[Entries shown]
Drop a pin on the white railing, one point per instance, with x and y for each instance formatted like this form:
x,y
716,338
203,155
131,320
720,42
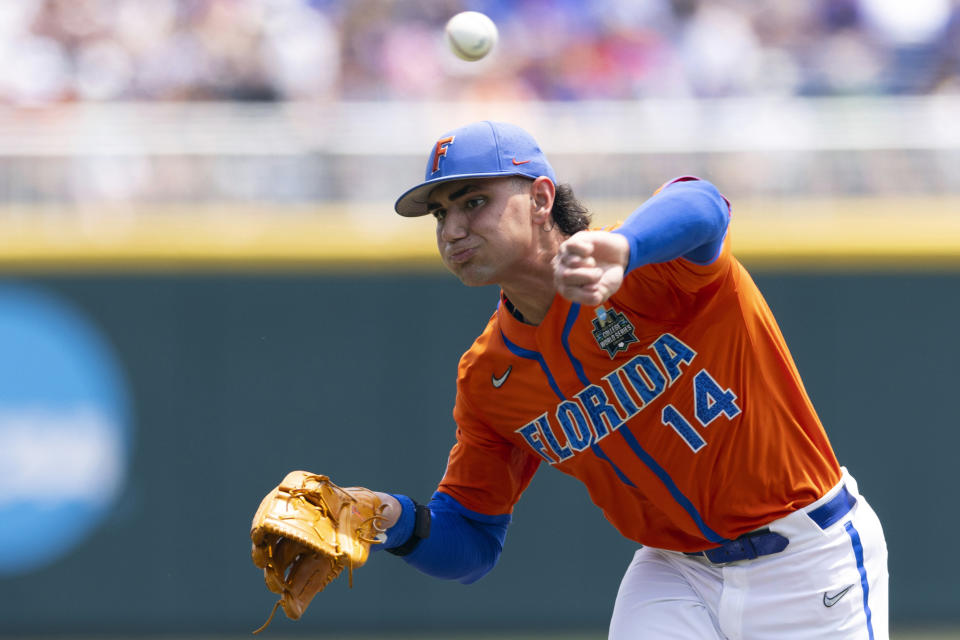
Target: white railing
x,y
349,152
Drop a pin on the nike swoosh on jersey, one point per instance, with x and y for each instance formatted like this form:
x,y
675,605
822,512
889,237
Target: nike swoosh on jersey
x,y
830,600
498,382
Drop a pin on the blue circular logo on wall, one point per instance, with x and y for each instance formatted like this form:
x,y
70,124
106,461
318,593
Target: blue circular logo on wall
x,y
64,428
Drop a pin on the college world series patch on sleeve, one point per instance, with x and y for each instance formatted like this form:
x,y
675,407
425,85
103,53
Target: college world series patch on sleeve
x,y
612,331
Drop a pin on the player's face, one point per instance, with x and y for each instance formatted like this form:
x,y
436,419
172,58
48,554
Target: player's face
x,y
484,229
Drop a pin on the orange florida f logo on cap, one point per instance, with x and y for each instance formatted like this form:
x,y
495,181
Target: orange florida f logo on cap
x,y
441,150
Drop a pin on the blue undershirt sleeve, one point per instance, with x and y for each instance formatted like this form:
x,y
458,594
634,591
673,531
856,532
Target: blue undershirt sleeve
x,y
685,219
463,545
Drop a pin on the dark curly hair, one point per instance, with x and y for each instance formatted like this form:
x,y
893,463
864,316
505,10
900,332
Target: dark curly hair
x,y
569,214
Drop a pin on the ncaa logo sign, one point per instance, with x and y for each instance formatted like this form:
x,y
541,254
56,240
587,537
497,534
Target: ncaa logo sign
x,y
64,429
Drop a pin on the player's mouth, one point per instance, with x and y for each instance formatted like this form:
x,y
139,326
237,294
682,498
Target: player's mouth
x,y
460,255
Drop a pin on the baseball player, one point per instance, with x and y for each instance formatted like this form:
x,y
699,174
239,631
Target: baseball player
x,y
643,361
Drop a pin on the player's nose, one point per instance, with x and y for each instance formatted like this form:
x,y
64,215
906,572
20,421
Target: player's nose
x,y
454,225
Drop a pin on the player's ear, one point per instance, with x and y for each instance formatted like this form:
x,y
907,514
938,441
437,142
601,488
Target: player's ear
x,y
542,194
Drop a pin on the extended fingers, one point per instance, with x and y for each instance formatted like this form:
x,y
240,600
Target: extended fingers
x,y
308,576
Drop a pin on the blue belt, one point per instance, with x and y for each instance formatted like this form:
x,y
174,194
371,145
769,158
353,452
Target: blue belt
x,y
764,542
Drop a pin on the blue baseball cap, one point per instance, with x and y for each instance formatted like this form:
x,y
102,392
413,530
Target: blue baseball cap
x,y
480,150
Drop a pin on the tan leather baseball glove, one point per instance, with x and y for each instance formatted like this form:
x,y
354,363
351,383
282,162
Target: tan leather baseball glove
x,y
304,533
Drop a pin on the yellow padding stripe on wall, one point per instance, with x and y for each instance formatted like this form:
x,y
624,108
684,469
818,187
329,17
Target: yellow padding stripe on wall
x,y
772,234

[Given instruction] Copy out the lines from the one that contains "Drop a pin on the tan" through the end of the items, requests included. Scale each answer coordinate by 1.65 and round to a whole number, with halves rounding up, but leave the numbers in the requests and their format samples as they are.

[Response to the task]
Drop a pin on the tan leather baseball glove, one point per instance, with x and y for each instance formatted like this form:
x,y
354,363
351,383
282,162
Target: tan leather baseball glove
x,y
502,879
Drop a pin on the yellow padding stripe on wall, one point per instance, with x and y for each instance formatted like this form:
x,y
624,108
684,469
818,187
329,17
Target: yellow padding stripe on wall
x,y
1274,386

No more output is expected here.